## Page extract
# LED clipping question



## Chad11491 (Jul 15, 2019)

Hi All,

super noob question, but when LED's are used for clipping in a circuit, is it expected they'd light up?

I ask this because i accidentally put PNP silicon in my Ungula fuzz, and when replacing them to NPN i notice the LED's now light up and everything works as normal, but in the Gerkin fuzz it sounds relatively fuzzy and all, but the LED's aren't lighting up. This is making me think I did something wrong with the Gerkin as well. I just wanted to ask before deep diving into it with a multimeter haha.


----------



## the_grumpy_gnome (Jul 15, 2019)

Somewhat, but nothing on the order of an indicator LED.

The amount they 'light up' will also depend on the design of the circuit and especially how much distortion or clipping the control knob is dialed to.

I don't think anything is wrong.


----------



## Robert (Jul 15, 2019)

It depends on how hard the signal is clipped...  In the Thermionic Distortion one pair of LEDs flickers with the signal, the other barely lights up at all.

Take a look at them in a dark room (with a signal present), you might notice some faint glowing.


----------



## Nostradoomus (Jul 15, 2019)

## Stored rows

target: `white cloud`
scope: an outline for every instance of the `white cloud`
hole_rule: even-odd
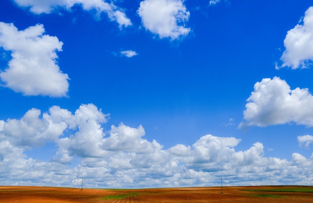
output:
[[[120,54],[126,57],[128,57],[128,58],[138,55],[138,54],[137,54],[136,52],[133,51],[132,50],[127,50],[122,51],[122,52],[120,52]]]
[[[313,136],[307,134],[303,136],[298,136],[297,137],[299,146],[300,147],[309,148],[310,145],[313,142]]]
[[[312,182],[313,156],[294,153],[290,161],[266,158],[262,143],[236,151],[240,139],[210,134],[191,146],[164,150],[143,138],[142,126],[120,124],[104,130],[108,115],[92,104],[81,105],[74,114],[58,106],[42,116],[40,112],[32,109],[20,120],[0,120],[4,184],[78,186],[84,178],[89,188],[208,186],[218,184],[220,176],[230,185]],[[56,148],[50,160],[27,157],[28,148],[47,142]]]
[[[209,2],[208,2],[208,4],[210,6],[212,5],[215,5],[216,4],[218,4],[220,2],[220,0],[210,0]]]
[[[76,4],[81,5],[86,10],[96,10],[98,15],[104,12],[112,21],[116,21],[120,28],[132,25],[130,20],[112,2],[104,0],[14,0],[20,6],[30,7],[30,12],[36,14],[48,14],[59,8],[68,10]]]
[[[0,78],[6,87],[24,95],[64,96],[68,77],[56,62],[56,51],[62,50],[63,44],[44,32],[42,24],[19,31],[12,24],[0,22],[0,46],[12,52],[12,56]]]
[[[308,88],[291,90],[280,78],[264,78],[256,83],[248,98],[239,128],[265,126],[294,122],[313,126],[313,96]]]
[[[185,25],[190,14],[183,3],[182,0],[144,0],[138,12],[146,30],[160,38],[175,40],[190,31]]]
[[[313,60],[313,6],[306,12],[303,24],[298,24],[287,32],[284,41],[286,50],[281,67],[292,69],[308,68]]]

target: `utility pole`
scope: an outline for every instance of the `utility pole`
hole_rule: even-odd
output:
[[[222,180],[222,178],[220,177],[220,188],[222,189],[221,194],[223,194],[223,181]]]

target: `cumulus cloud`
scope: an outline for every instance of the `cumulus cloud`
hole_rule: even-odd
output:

## Work to complete
[a] Revise the LED clipping thread from the words "I ask this because" through "an indicator LED.", putting "oscilloscope" in place of "multimeter".
[b] Write the next part of the LED clipping thread, picking up after its final line.

## Results of the tasks
[a]
I ask this because i accidentally put PNP silicon in my Ungula fuzz, and when replacing them to NPN i notice the LED's now light up and everything works as normal, but in the Gerkin fuzz it sounds relatively fuzzy and all, but the LED's aren't lighting up. This is making me think I did something wrong with the Gerkin as well. I just wanted to ask before deep diving into it with a oscilloscope haha.


----------



## the_grumpy_gnome (Jul 15, 2019)

Somewhat, but nothing on the order of an indicator LED.

[b]
Depends on the current available through that part of the circuit. They don’t always light up but that does not mean they aren’t functioning as a diode.

Edit: Beaten


----------



## Chad11491 (Jul 15, 2019)

With the lights off i can see them lighting up. Cool! It’s been a ton of fun learning all this stuff as I go. If I’m being honest I probably enjoy making these as much or more than actually playing them, haha. It’s a nice getaway for a bit. Thanks!


----------



## the_grumpy_gnome (Jul 15, 2019)

NP. 



Chad11491 said:


> If I’m being honest I probably enjoy making these as much or more than actually playing them, haha.


*nodding*


----------



## Nostradoomus (Jul 15, 2019)

I build and tinker waaay more than I play. It’s kinda sad considering I used to practice 12 hours a day (before those pesky “jobs” got in the way) but I also just really like it so whatever!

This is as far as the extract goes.